Copy out all the entries below, switching every "top-left and bottom-right corners" to "upper-left and lower-right corners" and keeping everything else the same. Don't include the pictures.

* Records for processing *
╔══

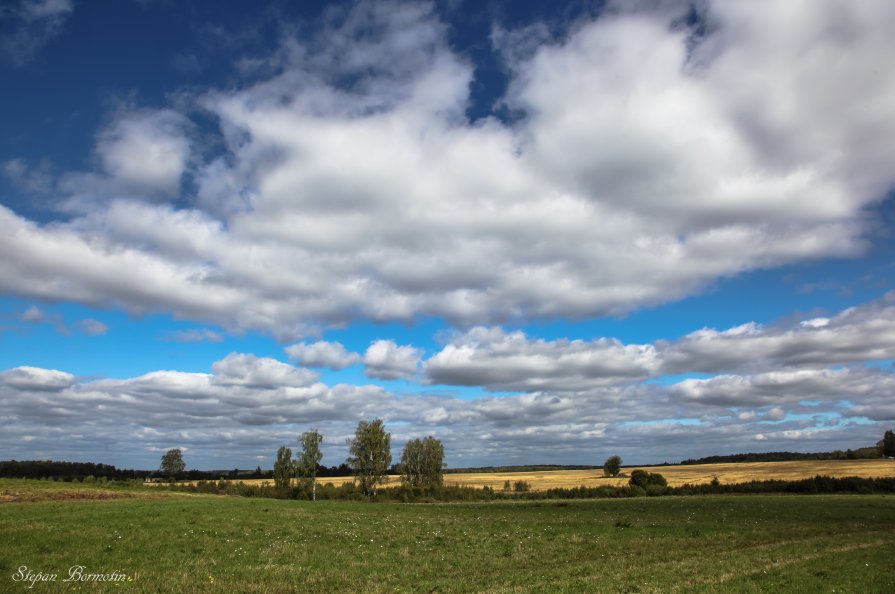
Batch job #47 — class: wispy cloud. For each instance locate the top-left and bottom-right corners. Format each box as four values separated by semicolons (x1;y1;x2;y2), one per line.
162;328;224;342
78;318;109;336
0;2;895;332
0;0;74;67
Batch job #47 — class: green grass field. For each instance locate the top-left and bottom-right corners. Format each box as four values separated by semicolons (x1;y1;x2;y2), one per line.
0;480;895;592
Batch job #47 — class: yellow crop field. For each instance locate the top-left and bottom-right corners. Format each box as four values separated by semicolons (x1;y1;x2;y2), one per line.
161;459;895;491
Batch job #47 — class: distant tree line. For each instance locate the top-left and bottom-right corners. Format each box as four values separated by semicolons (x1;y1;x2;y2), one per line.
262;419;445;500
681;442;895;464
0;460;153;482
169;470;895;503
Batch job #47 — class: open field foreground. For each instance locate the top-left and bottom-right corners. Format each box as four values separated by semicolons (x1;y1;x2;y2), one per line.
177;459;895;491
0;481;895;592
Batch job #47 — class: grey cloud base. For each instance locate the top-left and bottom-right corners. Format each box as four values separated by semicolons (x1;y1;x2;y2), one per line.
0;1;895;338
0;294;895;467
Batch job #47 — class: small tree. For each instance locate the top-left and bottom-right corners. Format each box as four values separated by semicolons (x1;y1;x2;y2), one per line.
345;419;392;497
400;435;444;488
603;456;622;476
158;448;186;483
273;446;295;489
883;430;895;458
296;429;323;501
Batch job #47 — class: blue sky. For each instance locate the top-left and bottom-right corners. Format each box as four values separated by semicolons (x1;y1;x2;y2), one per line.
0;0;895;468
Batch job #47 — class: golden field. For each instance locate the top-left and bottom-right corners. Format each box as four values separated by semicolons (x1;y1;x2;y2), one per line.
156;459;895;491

╚══

* Output of the task *
Batch job #47 — class: wispy cloud. For each instance locate the upper-left and lower-right corners. Format each box as four values separated by semicolons (x1;y1;x2;y2), one per line.
162;328;224;342
78;318;109;336
0;2;895;332
0;0;74;67
Batch job #47 — class: green grass field. For each instance locate the upper-left and lower-right corners. Format each box as four values separated by semicolons (x1;y1;x2;y2), one per line.
0;480;895;592
Batch job #47 — class: yellow crop field. For each instance locate the upper-left and lower-right corners. Format each box as four values separated by semicolons (x1;y1;x2;y2), one per line.
161;459;895;491
Batch job #47 — class: distant tree line. For each instance locate the upper-left and lower-right corners. Format each box as four values separated by semicolons (x1;y1;x2;y2), one per line.
262;419;445;500
681;442;895;464
0;460;153;482
169;470;895;503
Batch job #47 — class: open field foreground. For each instance locate the upper-left and lower-right corners. Format each box as four values separated by semicolons (x1;y1;x2;y2), one per line.
177;459;895;491
0;481;895;592
Batch job #47 — class: grey cloud base. For each instance locate the upper-left and lower-right corners. Format each box as four values separated by semicolons (x1;y1;x2;y2), one per line.
0;1;895;338
0;294;895;467
Batch job #47 — class: small tree. For each instance locate the upper-left and lower-right corners. Format each box as four values separated by semicolons (x1;y1;x2;y2), one per line.
345;419;392;497
400;435;444;488
603;456;622;476
158;448;186;483
273;446;295;489
883;430;895;458
296;429;323;501
Batch job #47 — class: blue sky. For each instance locate the upper-left and lower-right corners. Format each box as four values separated by semicolons (x1;y1;x2;y2), one per line.
0;0;895;468
Batch job #47 — class: golden field. For each instance locate the upper-left and lower-right corners. Format each box as four values separated by semicolons (x1;y1;x2;y2), one per line.
156;459;895;491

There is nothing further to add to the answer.